** Start **

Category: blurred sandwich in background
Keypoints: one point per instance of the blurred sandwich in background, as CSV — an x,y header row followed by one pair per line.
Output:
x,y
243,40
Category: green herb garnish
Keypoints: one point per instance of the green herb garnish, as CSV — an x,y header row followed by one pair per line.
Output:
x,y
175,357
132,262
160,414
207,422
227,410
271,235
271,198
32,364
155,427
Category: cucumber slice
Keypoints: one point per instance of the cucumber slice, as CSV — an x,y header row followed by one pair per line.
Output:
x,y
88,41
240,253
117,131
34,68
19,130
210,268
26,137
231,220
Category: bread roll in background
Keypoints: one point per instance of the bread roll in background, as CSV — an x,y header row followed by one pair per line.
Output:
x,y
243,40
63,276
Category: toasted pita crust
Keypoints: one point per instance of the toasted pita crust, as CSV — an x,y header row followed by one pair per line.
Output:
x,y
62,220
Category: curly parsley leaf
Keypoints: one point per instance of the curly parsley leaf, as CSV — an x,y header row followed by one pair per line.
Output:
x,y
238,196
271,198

** End **

**Task directions:**
Rewrite all the entries above as a two-column CSV with the header input,output and one row per entry, giving the entry's text under input and its answer under output. Enclose each field in double quotes and replace every line break inside a field with a space.

**Task response:**
input,output
"Category: blurred sandwich in background Keypoints: one point per instance of the blurred sandwich in background, as CSV — an x,y header row followed by one pair per line. Output:","x,y 243,40"
"Category: green herb garnish Keypoints: one point per instance of the green herb garnish, as CSV — an x,y header row followed by one pair per line. Output:","x,y 175,357 132,262 160,414 207,422 227,410 271,235 271,198 32,364 155,427"
"Category: cucumber slice Keypoints: one point per instance of the cucumber slice, as CSV — an x,y header row followed by one pair per line. Output:","x,y 88,41 240,253 117,131 34,68 19,130 210,268 26,137 231,220"
"Category: bread roll in background Keypoints: one point per instance of the bread roll in background, as CSV — an x,y header row followed by one pair per line. Output:","x,y 243,40 63,276"
"Category: toasted pita crust Keypoints: one point per instance of the toasted pita crust, as CSV — an x,y header row followed by one pair per line. Output:","x,y 62,220"
"Category: curly parsley leaf Keypoints: one point per instance of the curly parsley leaf, as CSV — an x,y header row followed by one pair per line. Output:","x,y 238,196 271,198"